[PD] style guide idea: [send foo] versus [; foo(

Mathieu Bouchard matju at artengine.ca
Thu Mar 26 03:07:05 CET 2009


On Wed, 25 Mar 2009, Jonathan Wilkes wrote:

> --- On Wed, 3/25/09, Mathieu Bouchard <matju at artengine.ca> wrote:
>> Well, ideally, perhaps... but I think that it's
>> somewhat hard to do. Perhaps more so when teaching in French
>> (or any other language apart from English), because then you
>> have to deal both with the synonyms in French and the
>> synonyms in English at the same time.
> At least in English, which is all I've taught in, it's merely a 
> practical matter of using one consistent term instead of using many 
> interchangeably.

I know, but when using various materials that are using various different 
conventions, or when answering questions that have been asked using 
different words, it's hard to keep using the same word over and over. I 
see myself correcting students on the uses of words like objects vs 
classes, but that's not for the same reason at all, as this is for 
resolving the nameclash between "object" the synonym of "class" and 
"object" the other meanings of it. Since the synonyms for connections are 
not clashing with much of anything else in a significant way (perhaps 
"line" is...) it's not the same reason for correcting speech and I'm not 
quite used to that.

──────────

» Task set
- a) Check each statement below against the mailing-list post and answer yes or no, quoting the exact words from the post that decide it.
(i) Jonathan Wilkes has taught only in English.
(ii) The writer says the synonyms for connections clash significantly with other terms.
(iii) The writer corrects students on the use of words like objects and classes.
- b) According to the mailing-list post, why does the writer correct students who mix up objects and classes?
- c) Write the next part of the mailing-list post, picking up after its final sentence.

──────────

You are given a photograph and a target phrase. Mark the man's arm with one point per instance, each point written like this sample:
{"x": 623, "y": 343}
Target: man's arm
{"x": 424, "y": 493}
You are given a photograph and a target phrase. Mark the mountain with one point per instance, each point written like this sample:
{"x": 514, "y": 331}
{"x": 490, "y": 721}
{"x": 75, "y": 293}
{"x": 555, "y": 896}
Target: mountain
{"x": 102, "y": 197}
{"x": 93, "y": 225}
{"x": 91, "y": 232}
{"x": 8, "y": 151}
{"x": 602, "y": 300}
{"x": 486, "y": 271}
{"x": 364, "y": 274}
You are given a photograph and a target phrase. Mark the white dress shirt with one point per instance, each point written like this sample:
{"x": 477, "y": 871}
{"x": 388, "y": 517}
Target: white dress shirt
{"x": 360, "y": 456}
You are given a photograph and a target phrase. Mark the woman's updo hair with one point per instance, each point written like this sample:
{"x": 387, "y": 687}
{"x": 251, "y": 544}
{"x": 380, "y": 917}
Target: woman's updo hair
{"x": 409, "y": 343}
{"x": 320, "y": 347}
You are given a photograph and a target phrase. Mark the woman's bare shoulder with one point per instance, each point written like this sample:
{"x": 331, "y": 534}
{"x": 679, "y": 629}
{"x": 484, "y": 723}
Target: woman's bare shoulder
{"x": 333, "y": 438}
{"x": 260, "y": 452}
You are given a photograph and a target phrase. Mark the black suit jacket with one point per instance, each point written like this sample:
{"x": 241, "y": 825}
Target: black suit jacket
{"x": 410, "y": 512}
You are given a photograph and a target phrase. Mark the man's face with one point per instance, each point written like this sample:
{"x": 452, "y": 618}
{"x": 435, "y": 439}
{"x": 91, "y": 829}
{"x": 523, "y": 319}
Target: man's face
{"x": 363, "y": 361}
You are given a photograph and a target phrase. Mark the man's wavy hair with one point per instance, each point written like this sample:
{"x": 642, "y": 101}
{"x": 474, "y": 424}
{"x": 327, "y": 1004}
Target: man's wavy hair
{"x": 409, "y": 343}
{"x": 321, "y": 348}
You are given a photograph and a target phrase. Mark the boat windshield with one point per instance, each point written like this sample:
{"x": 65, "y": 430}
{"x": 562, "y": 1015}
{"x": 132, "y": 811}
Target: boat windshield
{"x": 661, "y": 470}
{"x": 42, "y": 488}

──────────

» The results
- a)
(i) Yes: "At least in English, which is all I've taught in"
(ii) No: "Since the synonyms for connections are not clashing with much of anything else in a significant way"
(iii) Yes: "I see myself correcting students on the uses of words like objects vs classes"

- b) The writer corrects them to resolve a name clash. "Object" is used both as a synonym of "class" and in its other meanings.

- c)
OTOH, the upside to using words interchangeably is that people get used to 
the synonyms that they will have to use in real situations... even if I 
only accidentally use them.

If I made a tutorial or a set of tutorials, I'd probably end up calling it 
by just one name, but if I'm using other people's tutorials together with 
mine, I'm probably not going to search and replace.

Perhaps it's just that pd-list, pd-dev and #dataflow are extreme cases of 
people coming together with different words, and that I don't recall 
enough the last real course I taught... it's been a while.

  _ _ __ ___ _____ ________ _____________ _____________________ ...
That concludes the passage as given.